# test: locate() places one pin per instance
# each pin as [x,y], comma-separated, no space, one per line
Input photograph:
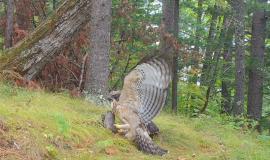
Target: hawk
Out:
[141,99]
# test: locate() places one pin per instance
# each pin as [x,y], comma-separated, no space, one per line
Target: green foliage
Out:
[191,98]
[58,127]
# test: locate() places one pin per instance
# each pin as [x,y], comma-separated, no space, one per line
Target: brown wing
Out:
[145,88]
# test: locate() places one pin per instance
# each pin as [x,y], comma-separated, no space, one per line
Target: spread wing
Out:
[145,88]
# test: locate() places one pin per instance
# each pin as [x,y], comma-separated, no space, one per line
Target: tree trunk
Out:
[97,73]
[170,18]
[24,14]
[10,24]
[199,21]
[227,60]
[214,67]
[238,10]
[41,46]
[255,84]
[198,34]
[209,47]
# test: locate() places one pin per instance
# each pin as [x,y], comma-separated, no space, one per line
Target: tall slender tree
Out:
[210,46]
[10,24]
[97,72]
[255,84]
[239,10]
[170,18]
[226,72]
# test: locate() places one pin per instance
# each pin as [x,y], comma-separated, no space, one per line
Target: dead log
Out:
[30,55]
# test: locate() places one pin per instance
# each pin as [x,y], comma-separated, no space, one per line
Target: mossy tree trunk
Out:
[30,55]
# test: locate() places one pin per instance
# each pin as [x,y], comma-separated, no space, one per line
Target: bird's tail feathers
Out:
[145,143]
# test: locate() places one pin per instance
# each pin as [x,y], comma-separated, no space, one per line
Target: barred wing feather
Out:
[152,87]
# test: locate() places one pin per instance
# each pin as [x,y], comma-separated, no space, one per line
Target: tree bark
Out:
[30,55]
[10,24]
[255,84]
[199,21]
[238,10]
[227,60]
[97,73]
[209,47]
[170,18]
[24,14]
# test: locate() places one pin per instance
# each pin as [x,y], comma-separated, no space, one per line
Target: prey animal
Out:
[142,98]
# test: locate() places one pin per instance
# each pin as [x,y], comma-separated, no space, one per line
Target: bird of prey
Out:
[142,98]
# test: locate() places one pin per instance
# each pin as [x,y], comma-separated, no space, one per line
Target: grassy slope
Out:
[56,126]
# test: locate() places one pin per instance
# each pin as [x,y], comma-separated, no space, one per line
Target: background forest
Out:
[221,59]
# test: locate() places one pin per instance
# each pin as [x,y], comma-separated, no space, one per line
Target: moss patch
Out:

● ● ● ●

** Required work **
Copy every record above exactly as written, but leave out the pictures.

** Response to this task **
# test: locate() places one pin per instance
# each pin as [x,y], comma-separated, no space, one per line
Input photograph:
Target: hawk
Out:
[141,99]
# test: locate() places one pin per instance
# each pin as [x,y], comma-separated, no space, one per line
Target: green foliage
Out:
[191,98]
[58,127]
# test: locate() places one pin per instance
# each pin as [x,y], comma-separated, no space, one per line
Target: brown wing
Out:
[145,88]
# test: locate() places one pin per instance
# each pin as [x,y], comma-separated, no space, one per line
Target: spread wing
Out:
[145,88]
# test: locate() places one pin per instance
# each pin as [x,y], comma-separated, no space, one per line
Target: tree trunk
Out:
[97,73]
[170,18]
[24,14]
[10,24]
[199,21]
[227,60]
[214,67]
[238,10]
[41,46]
[255,84]
[198,34]
[209,47]
# test: locate() places one pin per instance
# each pin as [x,y], comma-separated, no space, one per line
Target: tall slender tree
Out:
[210,46]
[10,24]
[97,72]
[255,84]
[239,10]
[170,18]
[226,72]
# test: locate() places one pin per instance
# each pin as [x,y], comma-separated, no space, one per line
Target: dead log
Out:
[30,55]
# test: locate() places one pin per instance
# each pin as [x,y], comma-separated, no space, one per line
Target: mossy tree trunk
Out:
[30,55]
# test: locate() places one pin per instance
# each pin as [x,y], comma-separated, no space, one per line
Target: bird's tail feathers
Out:
[145,143]
# test: locate() places one pin per instance
# each pin as [x,y], comma-separated, no space, one per line
Target: barred wing feather
Out:
[152,87]
# test: locate() places one pin per instance
# each pin as [x,y], comma-separated, no space, one per line
Target: tree bark
Out:
[30,55]
[10,24]
[255,84]
[199,21]
[238,10]
[227,60]
[97,73]
[209,47]
[170,18]
[24,14]
# test: locate() places one pin per instance
# each pin as [x,y], comma-separated, no space, one per line
Target: prey animal
Out:
[142,98]
# test: locate() places one pin per instance
# each pin as [x,y], comma-separated, no space, one per line
Target: bird of prey
Out:
[142,98]
# test: locate() places one pin per instance
# each pin as [x,y], comma-separated, no space, one per line
Target: grassy slope
Out:
[56,126]
# test: locate() places one pin per instance
# each pin as [x,y], comma-separated, no space, one per line
Target: background forest
Out:
[221,59]
# test: locate() places one pin per instance
# each pin as [x,y], comma-separated, no space, one per line
Target: moss patch
Out:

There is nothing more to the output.